**Zitierter Auszug**

####

Wasserbereitstellung in Obstanlagen

Der Anteil an beregnungsfähiger Fläche liegt bei ca. 80 % der Anbauflächen.
Der Anteil an beregnungsfähiger Fläche liegt bei ca. 80 % der Anbauflächen. Doch obwohl das Obstanbaugebiet mit der Elbe ein großes Wasserreservoir hat, die Möglichkeit zur Nutzung über Verbandsstrukturen geregelt und über Gewässerstrukturen vielen Betrieben auch zugänglich ist, wurden in den vergangenen Jahren zahlreiche Teiche zur eigenbetrieblichen Wasserbevorratung gebaut. Gründe dafür sollen im folgenden Artikel dargestellt, Informationen zum Genehmigungsverfahren und Erfahrungen aus der Praxis bei der Erstellung weitergegeben werden.
Eine sehr wirksame Methode gegen Blütenfrost ist erwiesenermaßen die Frostschutzberegnung. Dafür werden Wassermengen von ca. 35 m³ je Hektar und Stunde bei der Überkronenberegnung und ca. 45 m3/ha und Stunde bei der Unterkronenberegnung benötigt. Steht dafür genügend Wasser zur Verfügung, ist das ein Faktor, der im Sinne der Produktionssicherheit immer weiter an Bedeutung gewinnt – zeigen doch die Erfassungen der phänologischen Stadien an der ESTEBURG eine Verfrühung der Blüte bei ‘Boskoop’ um etwa eine Woche je Dekade, wohingegen die Zeitpunkte auftretender Fröste konstant bleiben. Dies verdeutlicht die zukünftig noch steigende Bedeutung von entsprechenden Maßnahmen zur Blütenfrostabwehr.

####

**Bereitgestellte Daten**

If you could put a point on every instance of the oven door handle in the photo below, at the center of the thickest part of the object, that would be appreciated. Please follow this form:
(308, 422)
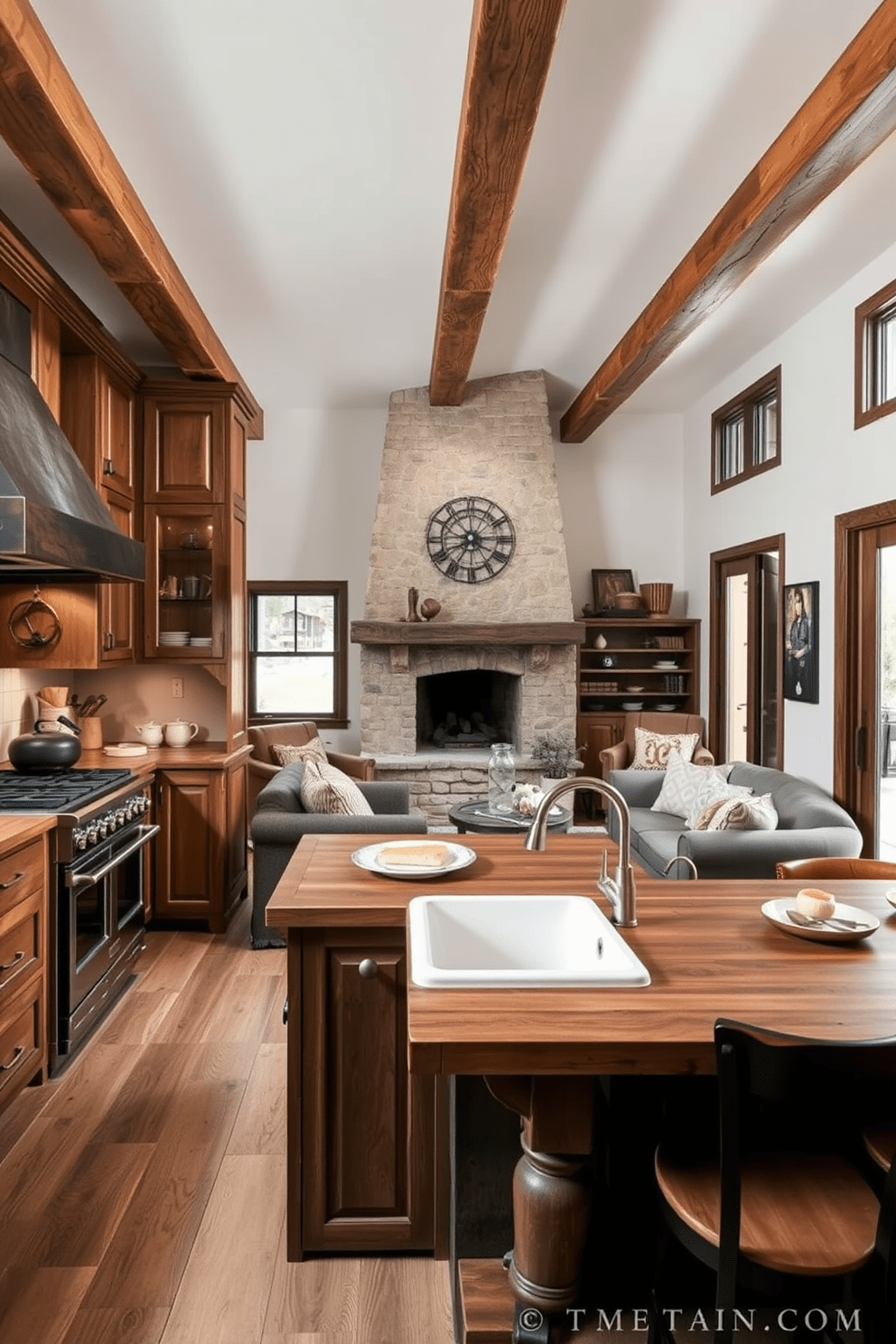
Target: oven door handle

####

**Aufgaben**
[1] Schreiben Sie aus dem Auszug zur Wasserbereitstellung in Obstanlagen den Abschnitt von „Eine sehr wirksame“ bis „Maßnahmen zur Blütenfrostabwehr.“ wörtlich ab.
[2] Beantworten Sie anhand des Auszugs zur Wasserbereitstellung in Obstanlagen diese Fragen:
(a) Wie hoch ist der Anteil an beregnungsfähiger Fläche an den Anbauflächen?
(b) Wie viel Wasser je Hektar und Stunde braucht die Unterkronenberegnung?
(c) Um wie viel verfrüht sich laut den Erfassungen an der ESTEBURG die Blüte bei ‘Boskoop’ je Dekade?

**Antworten**
[1]
Eine sehr wirksame Methode gegen Blütenfrost ist erwiesenermaßen die Frostschutzberegnung. Dafür werden Wassermengen von ca. 35 m³ je Hektar und Stunde bei der Überkronenberegnung und ca. 45 m3/ha und Stunde bei der Unterkronenberegnung benötigt. Steht dafür genügend Wasser zur Verfügung, ist das ein Faktor, der im Sinne der Produktionssicherheit immer weiter an Bedeutung gewinnt – zeigen doch die Erfassungen der phänologischen Stadien an der ESTEBURG eine Verfrühung der Blüte bei ‘Boskoop’ um etwa eine Woche je Dekade, wohingegen die Zeitpunkte auftretender Fröste konstant bleiben. Dies verdeutlicht die zukünftig noch steigende Bedeutung von entsprechenden Maßnahmen zur Blütenfrostabwehr.

[2]
(a) Ca. 80 % der Anbauflächen.
(b) Ca. 45 m³ je Hektar und Stunde.
(c) Um etwa eine Woche.